Can you return the records below exactly as they stand, but only from the first line through the one with "positive clicks: (168, 182) (167, 177)"?

Dataset entries:
____________________
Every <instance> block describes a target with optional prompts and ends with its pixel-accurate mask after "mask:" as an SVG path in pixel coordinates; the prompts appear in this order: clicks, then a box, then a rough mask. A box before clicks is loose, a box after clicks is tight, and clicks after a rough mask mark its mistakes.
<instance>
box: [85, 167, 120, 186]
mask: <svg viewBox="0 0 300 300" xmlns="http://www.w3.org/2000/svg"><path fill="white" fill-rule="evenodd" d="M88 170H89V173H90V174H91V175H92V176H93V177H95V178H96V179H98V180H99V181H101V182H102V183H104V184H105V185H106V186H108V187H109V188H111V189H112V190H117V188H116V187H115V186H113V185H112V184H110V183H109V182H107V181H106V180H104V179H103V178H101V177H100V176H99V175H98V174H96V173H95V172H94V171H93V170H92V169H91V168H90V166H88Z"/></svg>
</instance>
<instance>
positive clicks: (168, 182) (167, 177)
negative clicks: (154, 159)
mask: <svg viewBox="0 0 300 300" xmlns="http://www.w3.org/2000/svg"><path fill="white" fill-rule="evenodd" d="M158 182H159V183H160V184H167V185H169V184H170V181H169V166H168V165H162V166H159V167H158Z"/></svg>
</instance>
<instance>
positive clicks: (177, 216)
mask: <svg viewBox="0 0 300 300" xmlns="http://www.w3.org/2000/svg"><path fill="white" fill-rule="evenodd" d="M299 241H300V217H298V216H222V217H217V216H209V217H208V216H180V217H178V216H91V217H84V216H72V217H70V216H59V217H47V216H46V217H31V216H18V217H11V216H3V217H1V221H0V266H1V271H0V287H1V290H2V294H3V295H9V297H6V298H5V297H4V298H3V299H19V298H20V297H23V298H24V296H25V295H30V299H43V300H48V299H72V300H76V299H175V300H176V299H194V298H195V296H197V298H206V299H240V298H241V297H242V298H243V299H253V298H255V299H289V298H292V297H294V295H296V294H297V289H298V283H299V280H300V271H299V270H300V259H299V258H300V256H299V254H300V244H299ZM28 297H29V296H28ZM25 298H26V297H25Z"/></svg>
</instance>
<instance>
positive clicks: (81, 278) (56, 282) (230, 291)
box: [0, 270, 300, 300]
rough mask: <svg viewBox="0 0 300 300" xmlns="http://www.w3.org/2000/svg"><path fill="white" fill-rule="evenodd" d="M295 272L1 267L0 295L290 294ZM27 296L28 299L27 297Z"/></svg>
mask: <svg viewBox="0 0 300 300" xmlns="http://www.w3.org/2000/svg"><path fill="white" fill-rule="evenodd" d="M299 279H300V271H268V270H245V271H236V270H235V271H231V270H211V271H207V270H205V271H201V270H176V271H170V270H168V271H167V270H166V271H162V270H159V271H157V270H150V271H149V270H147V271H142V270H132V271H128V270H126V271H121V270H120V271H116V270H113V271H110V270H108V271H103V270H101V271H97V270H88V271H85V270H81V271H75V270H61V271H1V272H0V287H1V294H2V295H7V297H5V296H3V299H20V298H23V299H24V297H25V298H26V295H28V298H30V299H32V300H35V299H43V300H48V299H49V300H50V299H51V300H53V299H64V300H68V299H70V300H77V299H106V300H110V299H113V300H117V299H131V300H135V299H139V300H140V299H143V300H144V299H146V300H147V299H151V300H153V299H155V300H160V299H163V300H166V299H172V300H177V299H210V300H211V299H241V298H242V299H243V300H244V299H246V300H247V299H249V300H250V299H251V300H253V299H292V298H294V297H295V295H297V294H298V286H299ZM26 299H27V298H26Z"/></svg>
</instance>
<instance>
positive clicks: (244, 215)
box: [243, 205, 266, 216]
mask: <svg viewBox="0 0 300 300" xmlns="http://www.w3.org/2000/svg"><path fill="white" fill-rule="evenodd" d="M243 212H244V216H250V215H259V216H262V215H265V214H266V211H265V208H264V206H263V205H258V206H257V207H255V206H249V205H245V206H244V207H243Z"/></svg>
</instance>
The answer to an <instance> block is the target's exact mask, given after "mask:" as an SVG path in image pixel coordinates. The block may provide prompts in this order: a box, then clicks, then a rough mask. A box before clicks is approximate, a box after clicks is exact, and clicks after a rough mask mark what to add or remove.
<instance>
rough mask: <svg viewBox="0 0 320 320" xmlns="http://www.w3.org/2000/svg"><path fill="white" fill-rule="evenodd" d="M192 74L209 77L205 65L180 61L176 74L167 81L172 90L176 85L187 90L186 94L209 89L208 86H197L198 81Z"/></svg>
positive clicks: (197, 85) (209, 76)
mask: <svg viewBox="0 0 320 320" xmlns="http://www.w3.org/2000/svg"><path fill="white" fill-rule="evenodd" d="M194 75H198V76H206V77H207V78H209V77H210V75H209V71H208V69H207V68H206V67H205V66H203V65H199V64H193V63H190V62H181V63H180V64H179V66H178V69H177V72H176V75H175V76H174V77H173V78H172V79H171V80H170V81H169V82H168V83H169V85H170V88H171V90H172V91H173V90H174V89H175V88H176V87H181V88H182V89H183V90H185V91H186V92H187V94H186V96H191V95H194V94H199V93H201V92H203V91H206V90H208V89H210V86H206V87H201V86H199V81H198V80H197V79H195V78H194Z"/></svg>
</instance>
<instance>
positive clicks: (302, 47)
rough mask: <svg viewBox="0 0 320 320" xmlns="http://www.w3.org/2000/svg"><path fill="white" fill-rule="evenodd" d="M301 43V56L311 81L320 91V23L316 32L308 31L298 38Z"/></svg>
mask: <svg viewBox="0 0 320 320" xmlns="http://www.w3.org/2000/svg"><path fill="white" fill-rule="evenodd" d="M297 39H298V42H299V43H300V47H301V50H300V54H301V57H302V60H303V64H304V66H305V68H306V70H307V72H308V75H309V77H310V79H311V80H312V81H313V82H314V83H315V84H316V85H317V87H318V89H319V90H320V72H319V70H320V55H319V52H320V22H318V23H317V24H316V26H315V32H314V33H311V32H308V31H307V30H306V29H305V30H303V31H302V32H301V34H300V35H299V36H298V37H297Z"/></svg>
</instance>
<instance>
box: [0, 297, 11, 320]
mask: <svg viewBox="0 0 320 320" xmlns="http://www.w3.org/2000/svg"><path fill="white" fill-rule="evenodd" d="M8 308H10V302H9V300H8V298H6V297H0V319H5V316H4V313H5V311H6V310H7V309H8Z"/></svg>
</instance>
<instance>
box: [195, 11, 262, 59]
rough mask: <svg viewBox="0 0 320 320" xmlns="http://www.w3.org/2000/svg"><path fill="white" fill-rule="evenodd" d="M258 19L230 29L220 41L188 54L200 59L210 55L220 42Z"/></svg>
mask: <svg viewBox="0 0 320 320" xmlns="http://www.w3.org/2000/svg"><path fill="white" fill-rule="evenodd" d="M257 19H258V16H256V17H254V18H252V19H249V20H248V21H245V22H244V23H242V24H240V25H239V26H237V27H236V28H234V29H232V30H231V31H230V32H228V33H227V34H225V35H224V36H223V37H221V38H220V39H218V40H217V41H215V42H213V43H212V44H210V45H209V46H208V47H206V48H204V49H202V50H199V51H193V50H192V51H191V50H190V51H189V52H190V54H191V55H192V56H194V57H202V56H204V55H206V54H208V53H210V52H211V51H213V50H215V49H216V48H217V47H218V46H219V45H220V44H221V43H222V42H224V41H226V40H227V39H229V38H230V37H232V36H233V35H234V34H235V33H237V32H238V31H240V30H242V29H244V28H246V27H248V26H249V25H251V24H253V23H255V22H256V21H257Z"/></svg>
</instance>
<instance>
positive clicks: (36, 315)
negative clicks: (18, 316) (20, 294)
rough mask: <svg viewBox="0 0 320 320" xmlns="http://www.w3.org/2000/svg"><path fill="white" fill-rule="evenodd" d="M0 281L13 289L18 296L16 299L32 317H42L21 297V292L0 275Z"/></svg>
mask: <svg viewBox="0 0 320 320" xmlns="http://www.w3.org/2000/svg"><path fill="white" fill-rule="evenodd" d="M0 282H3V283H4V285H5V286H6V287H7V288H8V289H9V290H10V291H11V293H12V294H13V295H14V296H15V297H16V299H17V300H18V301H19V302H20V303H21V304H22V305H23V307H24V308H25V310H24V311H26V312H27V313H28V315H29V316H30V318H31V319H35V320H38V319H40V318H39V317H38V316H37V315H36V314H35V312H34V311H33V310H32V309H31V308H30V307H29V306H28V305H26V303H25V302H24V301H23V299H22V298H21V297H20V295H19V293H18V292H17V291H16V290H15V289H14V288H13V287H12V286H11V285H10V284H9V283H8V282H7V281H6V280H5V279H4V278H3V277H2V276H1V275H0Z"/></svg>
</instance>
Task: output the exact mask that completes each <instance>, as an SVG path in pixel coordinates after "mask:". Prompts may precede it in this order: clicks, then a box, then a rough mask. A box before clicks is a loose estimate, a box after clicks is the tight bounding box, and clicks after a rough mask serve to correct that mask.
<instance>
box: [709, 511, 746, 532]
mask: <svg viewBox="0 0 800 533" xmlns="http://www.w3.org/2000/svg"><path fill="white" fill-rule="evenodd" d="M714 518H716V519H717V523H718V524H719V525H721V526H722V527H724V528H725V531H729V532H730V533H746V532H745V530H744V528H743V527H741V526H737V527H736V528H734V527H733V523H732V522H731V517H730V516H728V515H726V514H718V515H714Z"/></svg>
____________________
### Response to the exercise
Every <instance> block describes a target with optional prompts and ends with its pixel-accurate mask after "mask:" as an SVG path in pixel coordinates; the prompts appear in this order: clicks, then a box, then a rough mask. A box before clicks is loose, a box after clicks is tight, and clicks after a rough mask mark its mistakes.
<instance>
box: [85, 167, 120, 186]
mask: <svg viewBox="0 0 300 300" xmlns="http://www.w3.org/2000/svg"><path fill="white" fill-rule="evenodd" d="M88 170H89V173H90V174H91V175H92V176H93V177H95V178H96V179H98V180H99V181H101V182H102V183H104V184H105V185H106V186H108V187H109V188H111V189H112V190H117V188H116V187H115V186H113V185H112V184H110V183H109V182H107V181H106V180H104V179H103V178H101V177H100V176H99V175H98V174H96V173H95V172H94V171H93V170H92V169H91V168H90V166H88Z"/></svg>
</instance>
<instance>
positive clicks: (168, 182) (167, 177)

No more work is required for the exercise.